[Photo object pointing records]
+--

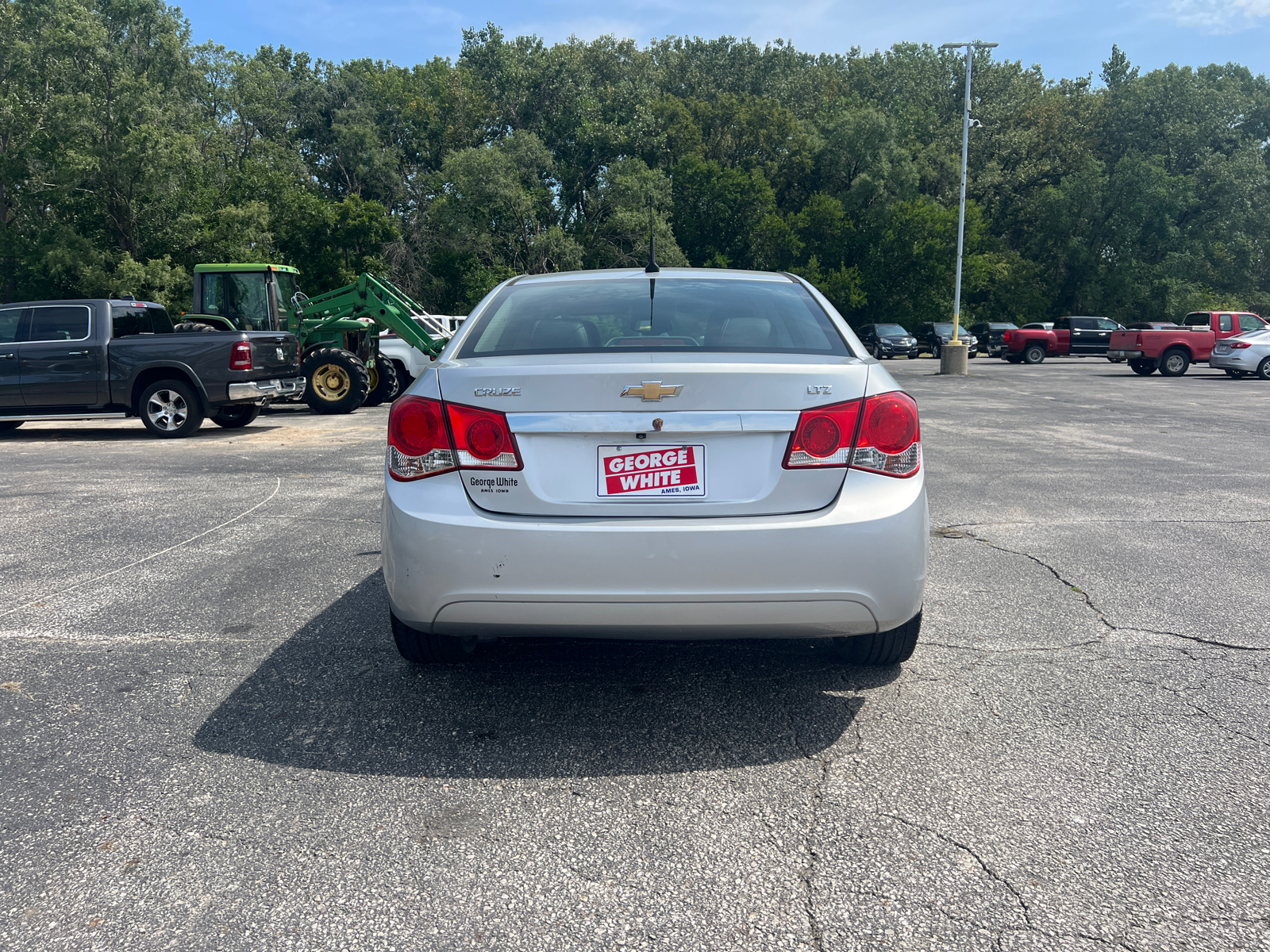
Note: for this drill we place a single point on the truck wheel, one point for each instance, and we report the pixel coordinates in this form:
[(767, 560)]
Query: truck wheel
[(384, 384), (1174, 363), (336, 381), (171, 409), (884, 647), (431, 649), (237, 416)]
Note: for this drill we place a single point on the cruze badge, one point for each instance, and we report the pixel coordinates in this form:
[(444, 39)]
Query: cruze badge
[(652, 390)]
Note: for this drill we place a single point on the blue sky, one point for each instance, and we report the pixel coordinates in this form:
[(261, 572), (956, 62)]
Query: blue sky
[(1067, 40)]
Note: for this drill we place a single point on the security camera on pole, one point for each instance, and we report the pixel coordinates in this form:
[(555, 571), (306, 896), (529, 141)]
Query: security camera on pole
[(952, 355)]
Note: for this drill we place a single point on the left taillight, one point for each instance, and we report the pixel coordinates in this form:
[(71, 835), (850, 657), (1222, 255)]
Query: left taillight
[(879, 435), (418, 440), (241, 355)]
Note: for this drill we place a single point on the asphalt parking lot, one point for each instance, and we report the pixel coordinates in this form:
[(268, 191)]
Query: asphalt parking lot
[(211, 743)]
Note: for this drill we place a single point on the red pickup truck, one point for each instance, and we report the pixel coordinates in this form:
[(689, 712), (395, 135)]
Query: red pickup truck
[(1071, 336), (1172, 351)]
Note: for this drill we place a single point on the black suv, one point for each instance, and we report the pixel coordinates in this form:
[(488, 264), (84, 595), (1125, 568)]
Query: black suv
[(888, 340), (990, 334), (933, 336)]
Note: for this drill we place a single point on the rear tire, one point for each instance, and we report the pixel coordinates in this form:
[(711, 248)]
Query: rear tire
[(171, 409), (1174, 363), (237, 416), (336, 381), (892, 647), (384, 385), (419, 647)]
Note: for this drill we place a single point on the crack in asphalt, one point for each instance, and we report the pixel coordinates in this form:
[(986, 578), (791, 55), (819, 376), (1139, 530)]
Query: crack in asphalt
[(1089, 602), (1024, 908)]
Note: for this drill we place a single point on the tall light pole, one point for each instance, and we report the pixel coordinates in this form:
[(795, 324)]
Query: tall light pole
[(965, 145)]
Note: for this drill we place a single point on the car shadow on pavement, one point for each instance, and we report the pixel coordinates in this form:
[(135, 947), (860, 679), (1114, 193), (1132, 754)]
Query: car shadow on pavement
[(337, 697)]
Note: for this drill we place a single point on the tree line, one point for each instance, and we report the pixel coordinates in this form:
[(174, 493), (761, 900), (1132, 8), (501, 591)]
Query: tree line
[(129, 154)]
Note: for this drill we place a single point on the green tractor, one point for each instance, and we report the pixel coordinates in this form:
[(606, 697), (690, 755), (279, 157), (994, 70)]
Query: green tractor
[(338, 332)]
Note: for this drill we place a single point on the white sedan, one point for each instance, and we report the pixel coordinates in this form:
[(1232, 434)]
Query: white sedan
[(1244, 355), (687, 454)]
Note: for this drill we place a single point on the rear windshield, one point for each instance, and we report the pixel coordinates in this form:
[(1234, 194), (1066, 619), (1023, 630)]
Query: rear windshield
[(686, 315)]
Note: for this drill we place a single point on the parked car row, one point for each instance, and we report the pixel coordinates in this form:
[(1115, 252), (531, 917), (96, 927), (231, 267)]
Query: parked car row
[(1146, 347)]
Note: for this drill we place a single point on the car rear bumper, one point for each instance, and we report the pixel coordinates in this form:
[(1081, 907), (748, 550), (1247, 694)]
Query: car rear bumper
[(854, 568), (267, 389)]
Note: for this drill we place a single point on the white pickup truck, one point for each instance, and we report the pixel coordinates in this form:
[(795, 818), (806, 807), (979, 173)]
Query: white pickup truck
[(410, 361)]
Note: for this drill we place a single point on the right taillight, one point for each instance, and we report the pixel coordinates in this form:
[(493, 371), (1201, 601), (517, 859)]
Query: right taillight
[(879, 435), (891, 438), (418, 440)]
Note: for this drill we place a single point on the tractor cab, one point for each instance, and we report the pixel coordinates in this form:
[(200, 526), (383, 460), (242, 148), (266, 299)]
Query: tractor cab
[(244, 296)]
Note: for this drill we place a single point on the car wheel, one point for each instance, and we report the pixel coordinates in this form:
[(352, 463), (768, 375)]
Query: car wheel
[(1174, 363), (383, 382), (336, 381), (884, 647), (171, 409), (238, 416), (431, 649)]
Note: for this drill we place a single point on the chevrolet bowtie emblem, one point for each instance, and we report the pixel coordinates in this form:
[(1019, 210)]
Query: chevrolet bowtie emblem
[(652, 390)]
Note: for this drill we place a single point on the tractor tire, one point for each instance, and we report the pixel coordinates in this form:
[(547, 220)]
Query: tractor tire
[(384, 385), (419, 647), (336, 381), (1174, 363), (171, 409), (237, 416), (884, 647)]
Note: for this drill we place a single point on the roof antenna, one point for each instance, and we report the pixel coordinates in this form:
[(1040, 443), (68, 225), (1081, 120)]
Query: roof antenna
[(652, 249)]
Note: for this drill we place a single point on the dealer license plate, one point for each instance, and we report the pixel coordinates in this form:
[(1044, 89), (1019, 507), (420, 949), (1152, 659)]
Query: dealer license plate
[(672, 471)]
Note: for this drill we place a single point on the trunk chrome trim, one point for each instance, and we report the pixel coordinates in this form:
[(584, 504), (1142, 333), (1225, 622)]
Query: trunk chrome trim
[(672, 422)]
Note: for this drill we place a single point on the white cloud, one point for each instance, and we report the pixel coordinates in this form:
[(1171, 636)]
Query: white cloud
[(1218, 16)]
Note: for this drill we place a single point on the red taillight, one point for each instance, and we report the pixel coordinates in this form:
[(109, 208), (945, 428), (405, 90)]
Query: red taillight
[(891, 438), (241, 355), (823, 437), (418, 440), (888, 442), (483, 440)]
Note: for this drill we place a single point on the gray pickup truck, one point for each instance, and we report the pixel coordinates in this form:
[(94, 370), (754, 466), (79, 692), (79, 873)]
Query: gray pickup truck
[(99, 359)]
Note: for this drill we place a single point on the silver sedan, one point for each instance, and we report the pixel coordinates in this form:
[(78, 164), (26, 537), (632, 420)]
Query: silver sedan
[(673, 455), (1244, 355)]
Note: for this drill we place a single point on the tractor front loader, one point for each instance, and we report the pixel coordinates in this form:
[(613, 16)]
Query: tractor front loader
[(338, 332)]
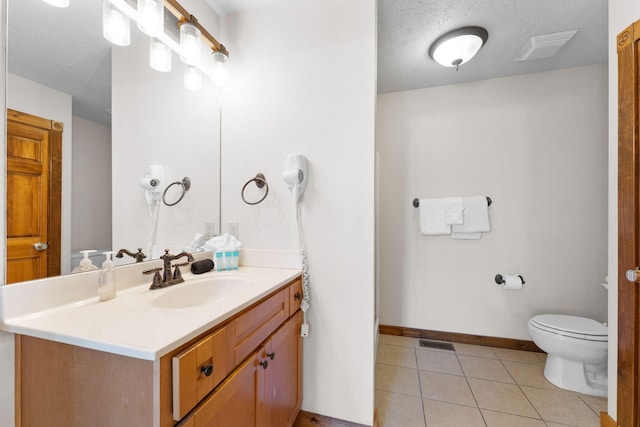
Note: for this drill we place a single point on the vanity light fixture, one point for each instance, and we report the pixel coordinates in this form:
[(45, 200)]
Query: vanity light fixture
[(458, 46), (115, 24), (57, 3), (151, 16), (190, 42), (194, 38), (159, 56)]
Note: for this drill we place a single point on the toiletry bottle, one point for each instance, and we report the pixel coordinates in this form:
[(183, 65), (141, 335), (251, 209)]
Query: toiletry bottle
[(219, 264), (228, 261), (85, 264), (106, 285)]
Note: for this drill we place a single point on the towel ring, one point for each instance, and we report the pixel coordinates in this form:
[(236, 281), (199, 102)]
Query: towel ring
[(416, 202), (260, 181), (186, 185)]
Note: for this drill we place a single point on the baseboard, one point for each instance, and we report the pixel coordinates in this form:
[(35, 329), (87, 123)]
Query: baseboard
[(606, 420), (509, 343), (309, 419)]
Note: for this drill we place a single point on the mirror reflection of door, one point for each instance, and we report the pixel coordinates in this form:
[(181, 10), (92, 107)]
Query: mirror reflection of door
[(34, 185)]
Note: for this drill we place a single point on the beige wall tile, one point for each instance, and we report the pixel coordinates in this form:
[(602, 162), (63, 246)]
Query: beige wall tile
[(475, 350), (438, 361), (487, 369), (499, 419), (397, 379), (501, 397), (561, 407), (442, 414), (396, 355), (528, 374), (518, 355), (399, 410), (597, 404)]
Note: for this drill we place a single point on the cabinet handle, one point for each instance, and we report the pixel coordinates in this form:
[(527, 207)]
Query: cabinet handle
[(207, 370)]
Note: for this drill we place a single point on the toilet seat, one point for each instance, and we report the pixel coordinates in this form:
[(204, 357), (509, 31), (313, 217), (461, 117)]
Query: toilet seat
[(571, 326)]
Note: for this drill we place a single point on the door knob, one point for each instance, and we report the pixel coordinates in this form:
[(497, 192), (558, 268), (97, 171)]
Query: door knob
[(632, 275), (40, 246)]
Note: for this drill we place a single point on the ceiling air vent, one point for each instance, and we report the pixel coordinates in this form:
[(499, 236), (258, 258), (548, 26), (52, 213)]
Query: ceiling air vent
[(544, 46)]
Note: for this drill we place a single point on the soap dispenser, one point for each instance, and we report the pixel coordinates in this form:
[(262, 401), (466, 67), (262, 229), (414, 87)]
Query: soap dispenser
[(85, 264), (106, 285)]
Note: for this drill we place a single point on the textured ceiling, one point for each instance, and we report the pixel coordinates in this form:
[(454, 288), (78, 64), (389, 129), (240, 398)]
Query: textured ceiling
[(406, 29), (64, 48)]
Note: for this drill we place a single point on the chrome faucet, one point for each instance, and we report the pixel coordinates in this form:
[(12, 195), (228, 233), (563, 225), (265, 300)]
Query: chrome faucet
[(139, 256), (168, 278), (176, 277)]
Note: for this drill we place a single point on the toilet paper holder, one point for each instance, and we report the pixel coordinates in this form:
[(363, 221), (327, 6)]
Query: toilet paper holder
[(500, 280)]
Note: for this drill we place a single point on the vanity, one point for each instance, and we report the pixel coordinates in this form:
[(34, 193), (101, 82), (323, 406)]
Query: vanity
[(222, 349)]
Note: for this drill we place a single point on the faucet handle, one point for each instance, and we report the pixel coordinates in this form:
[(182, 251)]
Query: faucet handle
[(157, 280)]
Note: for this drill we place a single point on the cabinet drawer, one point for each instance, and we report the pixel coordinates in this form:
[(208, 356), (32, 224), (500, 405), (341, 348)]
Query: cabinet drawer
[(198, 369), (235, 402), (253, 327), (295, 296)]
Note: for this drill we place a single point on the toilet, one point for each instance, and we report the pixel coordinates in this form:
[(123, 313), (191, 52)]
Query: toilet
[(576, 350)]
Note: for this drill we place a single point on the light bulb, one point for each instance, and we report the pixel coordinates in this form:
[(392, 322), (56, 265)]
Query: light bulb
[(151, 16), (115, 25), (57, 3), (220, 73), (159, 56), (189, 44), (192, 78), (457, 50)]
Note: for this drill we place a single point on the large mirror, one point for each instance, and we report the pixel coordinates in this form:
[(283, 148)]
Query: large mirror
[(118, 117)]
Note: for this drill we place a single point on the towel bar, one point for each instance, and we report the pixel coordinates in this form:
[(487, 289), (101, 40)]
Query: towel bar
[(416, 202)]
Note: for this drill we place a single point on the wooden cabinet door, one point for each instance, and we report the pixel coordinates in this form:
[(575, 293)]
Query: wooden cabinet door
[(283, 385), (235, 403)]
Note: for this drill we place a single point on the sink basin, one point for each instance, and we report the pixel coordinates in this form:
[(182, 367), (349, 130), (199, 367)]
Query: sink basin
[(217, 290)]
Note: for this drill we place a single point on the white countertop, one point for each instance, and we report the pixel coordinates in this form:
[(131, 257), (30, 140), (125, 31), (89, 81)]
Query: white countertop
[(134, 325)]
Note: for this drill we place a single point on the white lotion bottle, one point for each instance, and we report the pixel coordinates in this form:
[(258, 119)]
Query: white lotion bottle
[(106, 285)]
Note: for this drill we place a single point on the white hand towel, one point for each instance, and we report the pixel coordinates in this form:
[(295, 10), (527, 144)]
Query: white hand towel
[(454, 210), (476, 219), (432, 213)]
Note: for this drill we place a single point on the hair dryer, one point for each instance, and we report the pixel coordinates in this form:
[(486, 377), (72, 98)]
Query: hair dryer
[(296, 175)]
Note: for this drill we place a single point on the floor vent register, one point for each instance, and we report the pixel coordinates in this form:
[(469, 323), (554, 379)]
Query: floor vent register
[(436, 344)]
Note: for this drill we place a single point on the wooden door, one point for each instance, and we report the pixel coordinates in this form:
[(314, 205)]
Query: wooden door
[(283, 385), (34, 182), (628, 225)]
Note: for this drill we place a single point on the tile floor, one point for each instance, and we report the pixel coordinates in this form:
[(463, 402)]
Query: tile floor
[(473, 386)]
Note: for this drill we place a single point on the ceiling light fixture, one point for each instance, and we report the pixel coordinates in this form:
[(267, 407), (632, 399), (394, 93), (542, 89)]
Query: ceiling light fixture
[(458, 46)]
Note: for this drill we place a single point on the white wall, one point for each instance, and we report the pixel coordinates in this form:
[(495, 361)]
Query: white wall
[(537, 145), (622, 13), (157, 121), (33, 98), (91, 187), (302, 80)]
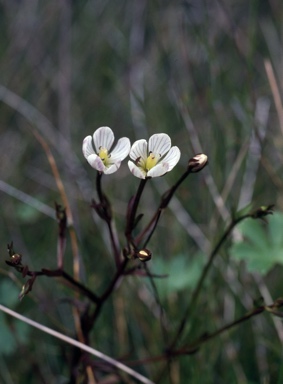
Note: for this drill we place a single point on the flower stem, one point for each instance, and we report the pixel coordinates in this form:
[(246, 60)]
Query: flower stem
[(165, 200), (107, 216), (133, 211)]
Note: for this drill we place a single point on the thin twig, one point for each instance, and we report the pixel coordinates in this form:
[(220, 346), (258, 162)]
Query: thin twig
[(77, 344)]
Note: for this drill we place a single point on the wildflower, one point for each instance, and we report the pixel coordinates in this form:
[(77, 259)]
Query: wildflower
[(102, 159), (155, 158), (198, 162)]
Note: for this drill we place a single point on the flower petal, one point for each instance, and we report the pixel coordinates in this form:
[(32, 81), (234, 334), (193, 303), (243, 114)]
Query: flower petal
[(121, 150), (159, 143), (96, 162), (172, 158), (136, 171), (138, 152), (103, 137), (113, 168), (87, 147), (159, 170)]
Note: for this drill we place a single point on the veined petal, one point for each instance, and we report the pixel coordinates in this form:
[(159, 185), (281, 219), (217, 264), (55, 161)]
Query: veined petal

+--

§ Instructions to follow
Express the lines of the records as a Markdown table with the columns Row and Line, starting with the line that contains "on the veined" and going on through the end of the records, with blank lines left out.

§ Solution for this exercise
| Row | Line |
|---|---|
| 1 | Note: for this drill we place a single point on the veined petal, one point for each instance, and we report the pixel coordinates in this form: |
| 2 | [(159, 185), (281, 219), (217, 264), (55, 161)] |
| 3 | Query: veined petal |